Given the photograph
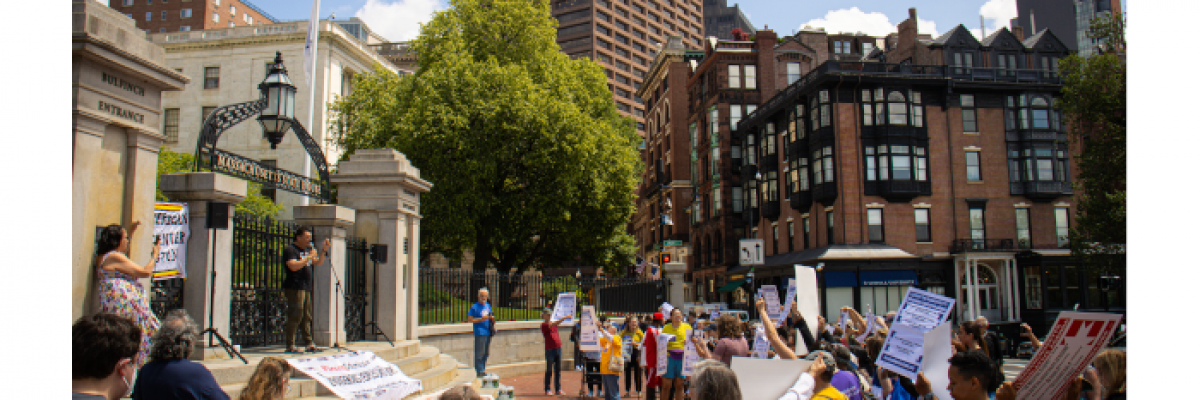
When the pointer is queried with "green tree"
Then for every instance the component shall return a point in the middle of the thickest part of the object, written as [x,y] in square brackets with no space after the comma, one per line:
[1095,106]
[171,162]
[529,161]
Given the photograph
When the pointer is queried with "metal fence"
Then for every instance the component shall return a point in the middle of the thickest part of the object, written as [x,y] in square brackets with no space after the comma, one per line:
[447,294]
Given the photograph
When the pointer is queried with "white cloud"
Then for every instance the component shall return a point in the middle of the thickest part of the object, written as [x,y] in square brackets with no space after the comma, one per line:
[397,21]
[870,23]
[999,13]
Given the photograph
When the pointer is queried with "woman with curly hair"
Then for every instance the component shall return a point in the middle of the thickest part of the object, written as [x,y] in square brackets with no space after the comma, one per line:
[271,381]
[120,293]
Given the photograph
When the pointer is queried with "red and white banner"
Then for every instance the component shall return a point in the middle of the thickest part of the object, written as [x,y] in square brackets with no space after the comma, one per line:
[1073,342]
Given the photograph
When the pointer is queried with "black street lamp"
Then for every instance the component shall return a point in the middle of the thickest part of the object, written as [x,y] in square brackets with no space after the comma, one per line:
[279,115]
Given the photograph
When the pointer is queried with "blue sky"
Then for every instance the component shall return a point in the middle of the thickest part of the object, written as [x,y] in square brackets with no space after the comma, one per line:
[397,19]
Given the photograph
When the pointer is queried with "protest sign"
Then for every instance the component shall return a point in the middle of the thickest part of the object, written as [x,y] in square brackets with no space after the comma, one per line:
[936,363]
[923,310]
[171,230]
[1073,342]
[588,334]
[787,300]
[358,375]
[903,351]
[767,378]
[808,297]
[663,340]
[564,308]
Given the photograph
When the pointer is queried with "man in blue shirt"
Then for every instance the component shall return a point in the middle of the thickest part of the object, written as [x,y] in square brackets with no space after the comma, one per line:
[484,321]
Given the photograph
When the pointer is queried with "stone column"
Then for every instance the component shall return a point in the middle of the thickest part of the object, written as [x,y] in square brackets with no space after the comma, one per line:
[384,190]
[328,221]
[208,250]
[673,274]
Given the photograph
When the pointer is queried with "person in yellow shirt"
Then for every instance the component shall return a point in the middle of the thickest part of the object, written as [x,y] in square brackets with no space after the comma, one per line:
[673,375]
[611,344]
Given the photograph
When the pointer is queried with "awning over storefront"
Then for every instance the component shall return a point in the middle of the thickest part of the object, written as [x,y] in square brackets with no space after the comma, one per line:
[887,278]
[731,286]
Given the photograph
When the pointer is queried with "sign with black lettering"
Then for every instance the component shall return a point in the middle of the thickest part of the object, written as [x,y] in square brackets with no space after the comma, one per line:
[171,230]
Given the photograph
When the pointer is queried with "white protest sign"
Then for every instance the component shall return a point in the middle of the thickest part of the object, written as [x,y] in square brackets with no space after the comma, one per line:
[358,375]
[663,340]
[690,356]
[1073,342]
[171,230]
[903,351]
[588,334]
[808,297]
[936,363]
[923,310]
[564,308]
[761,346]
[767,378]
[789,299]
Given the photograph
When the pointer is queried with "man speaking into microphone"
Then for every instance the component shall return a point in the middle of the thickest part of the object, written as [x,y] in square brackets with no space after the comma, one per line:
[298,262]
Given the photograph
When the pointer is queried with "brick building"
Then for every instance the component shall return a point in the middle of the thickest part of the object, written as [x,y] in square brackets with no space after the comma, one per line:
[945,168]
[171,16]
[624,36]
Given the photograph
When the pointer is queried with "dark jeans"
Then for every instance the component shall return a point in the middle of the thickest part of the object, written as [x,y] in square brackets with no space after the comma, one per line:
[299,316]
[634,371]
[483,342]
[555,366]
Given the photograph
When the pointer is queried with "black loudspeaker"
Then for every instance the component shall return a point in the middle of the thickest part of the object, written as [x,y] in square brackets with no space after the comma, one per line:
[379,254]
[219,216]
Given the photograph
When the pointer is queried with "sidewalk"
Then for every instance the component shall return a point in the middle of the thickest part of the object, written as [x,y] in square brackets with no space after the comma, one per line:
[533,386]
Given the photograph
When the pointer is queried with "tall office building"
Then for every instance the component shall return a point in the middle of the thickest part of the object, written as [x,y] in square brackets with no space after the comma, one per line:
[720,19]
[624,36]
[156,17]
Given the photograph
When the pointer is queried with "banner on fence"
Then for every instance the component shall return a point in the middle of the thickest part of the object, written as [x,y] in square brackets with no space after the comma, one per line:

WORK ITEM -> The reply should hold every record, unchanged, and no pictures.

ANSWER TO THIS TASK ->
Given the photograph
When the pointer is queried with "green tree"
Then for every instance the component shall return a point in the middle of the thickest part of the object, written as [x,y] in square brackets with no space after the comma, one per line:
[1095,106]
[171,162]
[529,161]
Given the photograph
When the pointer is queried with "metal fence"
Then for every instance the component shall return a point in the middle of the thickest part of the object, written as [x,y] in square brackets with no space after the comma, one per line:
[447,294]
Given the photograph
When the pointer is queried with "white cloud"
Then for every instance the component shall return a point in the middle of the thickest part of the object, written as [x,y] in square brackets with no space after the comma, one per line:
[397,21]
[870,23]
[999,13]
Given the photograph
When the pointer is queried with "woman with curly hair"
Then for every instance the component shall return a point in the middle of the thickest part of the object, written as [x,y] in square brackets with no space after the comma, one per line:
[271,381]
[120,293]
Given the photograph
When the pointer is queried with "red and white banner"
Then for every instance the component shall return a point in the middle of the thickest part of the object, written as [x,y] in square brackets with no space after the comma, one per line:
[1073,342]
Given the photograph
When the pointer is queried with "black street lamp"
Then for every instance the component shall return a point in the middle of the thickest part of the object, written as [x,y] in square brackets with no space after the comma, one per line:
[279,115]
Given the photograph
When the pointer is queried with "blue sky"
Then for every instance the component shall return a point in the middle of the thickest part of the object, written as [x,y] in square brackets with no space after the comma, one per line:
[397,19]
Given the photograph
When the pointer is queried with "protest sign"
Then for every instance the component shall return a point in the middle of the thickest part of the object, written as [x,y] in square brackets with no space after the comma, one per line:
[936,363]
[923,310]
[171,230]
[1073,342]
[588,334]
[787,300]
[358,375]
[903,351]
[767,378]
[808,297]
[663,340]
[564,308]
Given the photograph
When the pointer is queried with "man in blue shirt"
Then for every instance the component shall return a point in the middle of the thickest part of the object, written as [x,y] in square brackets with no space after the comma, one per line:
[484,321]
Given the photograph
When the pointer is queried with "stone column"
Then for every instance the component shall return a point in the middle of the thickest part of the object, written as [x,y] in square brackets with no space after the comma, one per line:
[384,190]
[328,221]
[208,250]
[673,274]
Given the photograph
When the pointer is queried with "person in yellow shirt"
Then for every instance the component shall return a point in the middle of the thickest part of the object, written as [x,y] in square brackets with no space after the comma, one per line:
[673,375]
[611,344]
Given the photograph
When the pointer is queried with "awning over storefront"
Then for every instance the component shall return a point in the middle of the thickest part of the object, written as [x,y] in square brackets with no space after the comma, one per line:
[887,278]
[731,286]
Given the photograph
When the pointer is queried with "sign with black lettering"
Then for every instance the component shall return a point in the middle of the thickest part of the object, written as [x,y] in square brackets with no space after the comma, one per line:
[171,230]
Given the photograph
When the pointer is queried with "white protest sign"
Then for every instance the component shall return a point in the middle of the thickest part of the object, written as [x,y] in square brackets with no space after the comma, one per line:
[358,375]
[663,340]
[690,356]
[1073,342]
[171,230]
[903,351]
[588,334]
[808,297]
[936,363]
[923,310]
[564,308]
[761,346]
[767,378]
[789,299]
Given the photograph
When the pointer is queried with "man speaking into microphone"
Then for every instance the component shall return a point in the middle of the thickest part of the object, written as [x,y] in square brackets with no space after the comma, one per line:
[298,262]
Given the photograph
When the pointer is queried with "brick building"
Then for every instance the component shall return a point in the middle of the thickest part of the object, written as [x,y] in square brackets with no space after the comma, one per line:
[945,168]
[171,16]
[624,36]
Given the photograph
When the pointer is queried with "dark jeans"
Then for every instance the component shall return a point in the middle of the thickest part of the object, written as [x,y] in square brackets with no space after the comma, one per line:
[299,316]
[634,371]
[483,342]
[555,366]
Given the photograph
When the pointer is queried with "black loudspeaker"
Then for every instance the component shall return a point in the middle of the thickest part of the object, written as [x,y] in square brackets with no space after the comma, one per line:
[379,254]
[219,216]
Given the photograph
When the pointer is queried with "sidewalk"
Then for every instance the component shall return a point in the middle of the thickest part of the object, written as [x,y] in square brackets with no space after the comma, one per line:
[533,386]
Given the photograph
When the pointer is queried with "tall office building"
Then for every instance the component shall return a point in the middle of the thickest part of the object, written as [x,y] in square brackets with no space after the comma, one per line:
[720,19]
[624,36]
[156,17]
Given the photograph
When the pointer is queried with "banner on fence"
Then for every instance the component shall return a point in the middle of the thickest part of the object, written as [x,y] in square brackets with no space after the comma, one per line:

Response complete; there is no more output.